> **Exercise brief**
Go through the records line by line. Report how many lines contain "below", with nothing else.

> **Records for this task**
◇ ◇ ◇
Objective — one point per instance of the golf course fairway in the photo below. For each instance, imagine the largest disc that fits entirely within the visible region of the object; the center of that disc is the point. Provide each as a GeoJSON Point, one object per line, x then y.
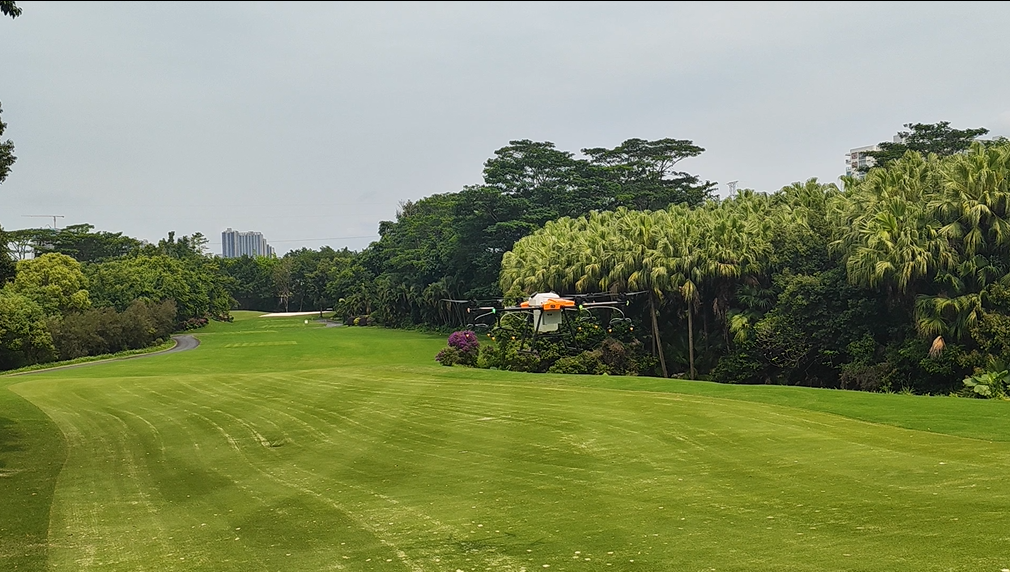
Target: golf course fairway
{"type": "Point", "coordinates": [284, 446]}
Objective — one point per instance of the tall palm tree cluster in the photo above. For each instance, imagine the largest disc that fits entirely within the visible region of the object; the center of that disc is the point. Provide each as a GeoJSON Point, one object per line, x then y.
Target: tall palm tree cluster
{"type": "Point", "coordinates": [933, 231]}
{"type": "Point", "coordinates": [899, 278]}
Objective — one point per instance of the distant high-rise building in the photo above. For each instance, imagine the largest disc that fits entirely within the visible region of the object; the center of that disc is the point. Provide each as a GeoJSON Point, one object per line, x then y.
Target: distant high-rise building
{"type": "Point", "coordinates": [251, 244]}
{"type": "Point", "coordinates": [857, 162]}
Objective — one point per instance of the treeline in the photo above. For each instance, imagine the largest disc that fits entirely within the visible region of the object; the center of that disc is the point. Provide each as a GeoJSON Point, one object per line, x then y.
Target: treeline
{"type": "Point", "coordinates": [449, 246]}
{"type": "Point", "coordinates": [91, 293]}
{"type": "Point", "coordinates": [901, 280]}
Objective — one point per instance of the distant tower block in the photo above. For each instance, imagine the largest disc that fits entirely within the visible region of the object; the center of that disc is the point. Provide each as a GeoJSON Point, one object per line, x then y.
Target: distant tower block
{"type": "Point", "coordinates": [251, 244]}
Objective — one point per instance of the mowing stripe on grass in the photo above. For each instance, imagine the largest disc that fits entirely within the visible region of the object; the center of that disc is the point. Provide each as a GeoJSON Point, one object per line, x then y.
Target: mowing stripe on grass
{"type": "Point", "coordinates": [351, 450]}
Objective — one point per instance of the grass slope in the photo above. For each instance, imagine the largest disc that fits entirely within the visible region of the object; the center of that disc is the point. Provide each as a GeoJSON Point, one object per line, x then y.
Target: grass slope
{"type": "Point", "coordinates": [284, 446]}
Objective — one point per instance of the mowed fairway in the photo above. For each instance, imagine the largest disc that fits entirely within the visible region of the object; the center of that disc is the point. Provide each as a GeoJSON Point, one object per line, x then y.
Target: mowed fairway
{"type": "Point", "coordinates": [278, 446]}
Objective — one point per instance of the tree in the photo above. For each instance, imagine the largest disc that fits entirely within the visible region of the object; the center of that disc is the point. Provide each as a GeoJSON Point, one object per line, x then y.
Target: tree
{"type": "Point", "coordinates": [79, 242]}
{"type": "Point", "coordinates": [24, 339]}
{"type": "Point", "coordinates": [10, 8]}
{"type": "Point", "coordinates": [643, 175]}
{"type": "Point", "coordinates": [7, 158]}
{"type": "Point", "coordinates": [53, 281]}
{"type": "Point", "coordinates": [938, 138]}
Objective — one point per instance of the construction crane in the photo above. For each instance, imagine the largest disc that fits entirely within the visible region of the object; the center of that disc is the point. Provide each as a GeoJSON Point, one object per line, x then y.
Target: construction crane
{"type": "Point", "coordinates": [53, 216]}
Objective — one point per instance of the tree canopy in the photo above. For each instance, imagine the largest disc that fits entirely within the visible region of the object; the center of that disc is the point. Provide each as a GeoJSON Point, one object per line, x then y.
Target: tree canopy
{"type": "Point", "coordinates": [7, 158]}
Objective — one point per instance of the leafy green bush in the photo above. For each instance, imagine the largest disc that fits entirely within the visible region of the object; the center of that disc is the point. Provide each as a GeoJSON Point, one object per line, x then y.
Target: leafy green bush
{"type": "Point", "coordinates": [447, 357]}
{"type": "Point", "coordinates": [991, 384]}
{"type": "Point", "coordinates": [104, 330]}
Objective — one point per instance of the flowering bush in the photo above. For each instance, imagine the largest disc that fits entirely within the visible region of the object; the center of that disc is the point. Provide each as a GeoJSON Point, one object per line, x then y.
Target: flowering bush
{"type": "Point", "coordinates": [464, 341]}
{"type": "Point", "coordinates": [463, 349]}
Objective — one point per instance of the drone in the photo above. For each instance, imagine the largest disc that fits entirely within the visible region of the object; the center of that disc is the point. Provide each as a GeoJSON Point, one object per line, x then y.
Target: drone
{"type": "Point", "coordinates": [546, 313]}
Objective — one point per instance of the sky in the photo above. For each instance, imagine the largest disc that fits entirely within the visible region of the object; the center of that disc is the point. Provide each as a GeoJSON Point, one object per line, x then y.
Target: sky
{"type": "Point", "coordinates": [310, 122]}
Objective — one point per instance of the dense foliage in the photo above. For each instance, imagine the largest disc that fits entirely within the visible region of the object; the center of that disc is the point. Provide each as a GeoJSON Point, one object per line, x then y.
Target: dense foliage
{"type": "Point", "coordinates": [899, 281]}
{"type": "Point", "coordinates": [90, 293]}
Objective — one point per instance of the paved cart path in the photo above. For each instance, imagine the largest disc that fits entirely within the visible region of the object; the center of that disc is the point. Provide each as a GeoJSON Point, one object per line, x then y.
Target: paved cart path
{"type": "Point", "coordinates": [184, 343]}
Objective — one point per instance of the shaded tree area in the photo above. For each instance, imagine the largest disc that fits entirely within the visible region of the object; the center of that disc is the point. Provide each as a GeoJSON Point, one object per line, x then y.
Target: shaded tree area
{"type": "Point", "coordinates": [77, 293]}
{"type": "Point", "coordinates": [450, 246]}
{"type": "Point", "coordinates": [897, 281]}
{"type": "Point", "coordinates": [7, 157]}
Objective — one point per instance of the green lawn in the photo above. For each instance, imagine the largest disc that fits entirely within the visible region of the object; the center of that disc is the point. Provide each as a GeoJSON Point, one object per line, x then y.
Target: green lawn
{"type": "Point", "coordinates": [280, 446]}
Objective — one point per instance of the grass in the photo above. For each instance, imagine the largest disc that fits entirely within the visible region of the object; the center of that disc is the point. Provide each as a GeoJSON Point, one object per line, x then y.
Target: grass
{"type": "Point", "coordinates": [284, 446]}
{"type": "Point", "coordinates": [89, 359]}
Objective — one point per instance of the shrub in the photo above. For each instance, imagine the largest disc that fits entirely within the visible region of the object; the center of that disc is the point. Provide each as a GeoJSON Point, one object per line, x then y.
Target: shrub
{"type": "Point", "coordinates": [988, 384]}
{"type": "Point", "coordinates": [464, 349]}
{"type": "Point", "coordinates": [447, 357]}
{"type": "Point", "coordinates": [464, 341]}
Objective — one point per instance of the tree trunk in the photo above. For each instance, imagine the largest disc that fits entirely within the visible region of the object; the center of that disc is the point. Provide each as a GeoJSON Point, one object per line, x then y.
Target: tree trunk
{"type": "Point", "coordinates": [655, 336]}
{"type": "Point", "coordinates": [691, 339]}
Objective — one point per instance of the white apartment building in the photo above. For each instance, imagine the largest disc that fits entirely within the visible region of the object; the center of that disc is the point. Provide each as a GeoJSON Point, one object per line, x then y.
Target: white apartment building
{"type": "Point", "coordinates": [856, 159]}
{"type": "Point", "coordinates": [251, 244]}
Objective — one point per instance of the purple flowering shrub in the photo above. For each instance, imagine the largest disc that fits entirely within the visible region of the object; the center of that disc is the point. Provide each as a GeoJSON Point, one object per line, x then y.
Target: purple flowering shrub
{"type": "Point", "coordinates": [464, 347]}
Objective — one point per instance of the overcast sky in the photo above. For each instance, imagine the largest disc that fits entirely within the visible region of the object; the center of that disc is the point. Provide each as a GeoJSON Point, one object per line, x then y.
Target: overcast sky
{"type": "Point", "coordinates": [310, 122]}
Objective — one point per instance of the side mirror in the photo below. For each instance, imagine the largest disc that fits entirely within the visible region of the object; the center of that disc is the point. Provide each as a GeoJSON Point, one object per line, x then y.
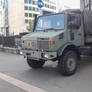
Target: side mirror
{"type": "Point", "coordinates": [35, 21]}
{"type": "Point", "coordinates": [73, 25]}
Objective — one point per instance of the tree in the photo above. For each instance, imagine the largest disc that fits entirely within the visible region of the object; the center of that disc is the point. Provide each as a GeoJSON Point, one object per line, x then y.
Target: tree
{"type": "Point", "coordinates": [30, 25]}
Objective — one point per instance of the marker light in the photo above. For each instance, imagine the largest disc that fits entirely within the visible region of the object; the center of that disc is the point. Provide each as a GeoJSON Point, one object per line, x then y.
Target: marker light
{"type": "Point", "coordinates": [52, 42]}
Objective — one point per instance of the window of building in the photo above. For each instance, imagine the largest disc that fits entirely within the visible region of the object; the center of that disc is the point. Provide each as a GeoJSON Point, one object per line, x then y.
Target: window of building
{"type": "Point", "coordinates": [25, 1]}
{"type": "Point", "coordinates": [26, 7]}
{"type": "Point", "coordinates": [30, 15]}
{"type": "Point", "coordinates": [26, 14]}
{"type": "Point", "coordinates": [74, 21]}
{"type": "Point", "coordinates": [37, 9]}
{"type": "Point", "coordinates": [26, 21]}
{"type": "Point", "coordinates": [33, 8]}
{"type": "Point", "coordinates": [30, 1]}
{"type": "Point", "coordinates": [30, 8]}
{"type": "Point", "coordinates": [34, 2]}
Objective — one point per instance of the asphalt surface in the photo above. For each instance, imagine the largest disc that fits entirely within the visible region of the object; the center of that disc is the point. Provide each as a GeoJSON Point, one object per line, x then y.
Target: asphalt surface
{"type": "Point", "coordinates": [48, 78]}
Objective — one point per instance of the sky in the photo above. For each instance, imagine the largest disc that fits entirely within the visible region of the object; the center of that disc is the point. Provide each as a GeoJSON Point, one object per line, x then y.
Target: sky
{"type": "Point", "coordinates": [64, 4]}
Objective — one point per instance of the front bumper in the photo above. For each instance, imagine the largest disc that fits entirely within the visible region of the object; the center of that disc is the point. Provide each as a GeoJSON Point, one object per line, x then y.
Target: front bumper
{"type": "Point", "coordinates": [37, 55]}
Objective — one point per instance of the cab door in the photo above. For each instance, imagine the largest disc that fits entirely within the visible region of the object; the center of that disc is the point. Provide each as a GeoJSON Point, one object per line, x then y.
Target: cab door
{"type": "Point", "coordinates": [75, 32]}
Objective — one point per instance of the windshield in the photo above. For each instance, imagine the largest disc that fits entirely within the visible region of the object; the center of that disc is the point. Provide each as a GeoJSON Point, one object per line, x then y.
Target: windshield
{"type": "Point", "coordinates": [51, 22]}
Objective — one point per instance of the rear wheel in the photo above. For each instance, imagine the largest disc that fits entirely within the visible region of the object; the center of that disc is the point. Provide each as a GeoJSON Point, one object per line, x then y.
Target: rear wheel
{"type": "Point", "coordinates": [35, 64]}
{"type": "Point", "coordinates": [68, 63]}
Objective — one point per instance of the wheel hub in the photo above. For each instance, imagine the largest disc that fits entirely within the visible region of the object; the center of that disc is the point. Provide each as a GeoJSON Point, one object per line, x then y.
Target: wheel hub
{"type": "Point", "coordinates": [71, 64]}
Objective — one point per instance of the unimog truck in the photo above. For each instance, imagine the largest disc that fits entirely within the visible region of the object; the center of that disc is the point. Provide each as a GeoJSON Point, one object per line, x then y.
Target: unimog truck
{"type": "Point", "coordinates": [61, 37]}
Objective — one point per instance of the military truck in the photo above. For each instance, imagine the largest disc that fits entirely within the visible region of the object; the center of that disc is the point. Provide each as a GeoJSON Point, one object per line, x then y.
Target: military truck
{"type": "Point", "coordinates": [61, 37]}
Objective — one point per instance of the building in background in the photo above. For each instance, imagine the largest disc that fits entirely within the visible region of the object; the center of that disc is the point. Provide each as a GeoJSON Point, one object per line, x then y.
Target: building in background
{"type": "Point", "coordinates": [2, 18]}
{"type": "Point", "coordinates": [85, 4]}
{"type": "Point", "coordinates": [15, 14]}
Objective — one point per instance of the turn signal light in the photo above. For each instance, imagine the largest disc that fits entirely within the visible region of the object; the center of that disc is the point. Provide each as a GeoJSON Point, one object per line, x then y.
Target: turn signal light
{"type": "Point", "coordinates": [52, 42]}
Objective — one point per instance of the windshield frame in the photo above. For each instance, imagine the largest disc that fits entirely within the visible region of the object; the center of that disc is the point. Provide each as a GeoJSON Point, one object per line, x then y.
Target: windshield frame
{"type": "Point", "coordinates": [51, 15]}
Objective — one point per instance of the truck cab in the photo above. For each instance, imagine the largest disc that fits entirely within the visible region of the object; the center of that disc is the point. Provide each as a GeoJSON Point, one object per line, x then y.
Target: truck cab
{"type": "Point", "coordinates": [56, 37]}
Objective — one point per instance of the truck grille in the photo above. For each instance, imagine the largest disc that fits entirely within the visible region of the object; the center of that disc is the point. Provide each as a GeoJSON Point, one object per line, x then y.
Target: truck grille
{"type": "Point", "coordinates": [43, 45]}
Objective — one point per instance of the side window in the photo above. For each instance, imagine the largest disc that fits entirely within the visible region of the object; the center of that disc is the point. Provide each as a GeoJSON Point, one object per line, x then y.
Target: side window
{"type": "Point", "coordinates": [74, 21]}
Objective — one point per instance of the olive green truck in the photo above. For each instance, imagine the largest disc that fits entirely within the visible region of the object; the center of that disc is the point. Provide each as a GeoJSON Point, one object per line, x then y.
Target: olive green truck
{"type": "Point", "coordinates": [61, 37]}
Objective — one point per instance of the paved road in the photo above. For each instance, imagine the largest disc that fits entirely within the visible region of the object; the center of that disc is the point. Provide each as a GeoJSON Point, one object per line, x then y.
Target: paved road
{"type": "Point", "coordinates": [46, 78]}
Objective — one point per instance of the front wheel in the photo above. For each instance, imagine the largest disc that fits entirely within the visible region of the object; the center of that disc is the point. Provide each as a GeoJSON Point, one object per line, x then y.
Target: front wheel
{"type": "Point", "coordinates": [68, 63]}
{"type": "Point", "coordinates": [35, 64]}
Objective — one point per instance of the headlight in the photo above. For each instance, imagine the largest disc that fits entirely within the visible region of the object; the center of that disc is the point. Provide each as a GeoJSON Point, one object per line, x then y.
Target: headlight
{"type": "Point", "coordinates": [52, 42]}
{"type": "Point", "coordinates": [46, 56]}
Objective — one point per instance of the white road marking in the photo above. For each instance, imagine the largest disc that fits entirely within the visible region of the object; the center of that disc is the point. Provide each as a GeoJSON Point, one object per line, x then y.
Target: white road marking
{"type": "Point", "coordinates": [20, 84]}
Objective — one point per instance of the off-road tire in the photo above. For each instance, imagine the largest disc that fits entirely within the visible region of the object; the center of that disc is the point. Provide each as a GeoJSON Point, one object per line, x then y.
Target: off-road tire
{"type": "Point", "coordinates": [35, 64]}
{"type": "Point", "coordinates": [63, 63]}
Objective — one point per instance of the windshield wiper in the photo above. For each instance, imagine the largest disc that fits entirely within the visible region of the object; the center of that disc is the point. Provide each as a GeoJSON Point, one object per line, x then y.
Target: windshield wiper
{"type": "Point", "coordinates": [49, 29]}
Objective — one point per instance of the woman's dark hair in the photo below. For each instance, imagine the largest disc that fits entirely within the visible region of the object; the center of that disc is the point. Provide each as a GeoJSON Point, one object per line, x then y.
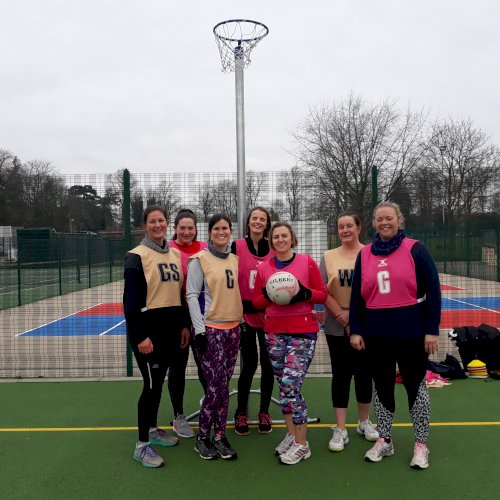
◇ ◇ ◇
> **Exercise response**
3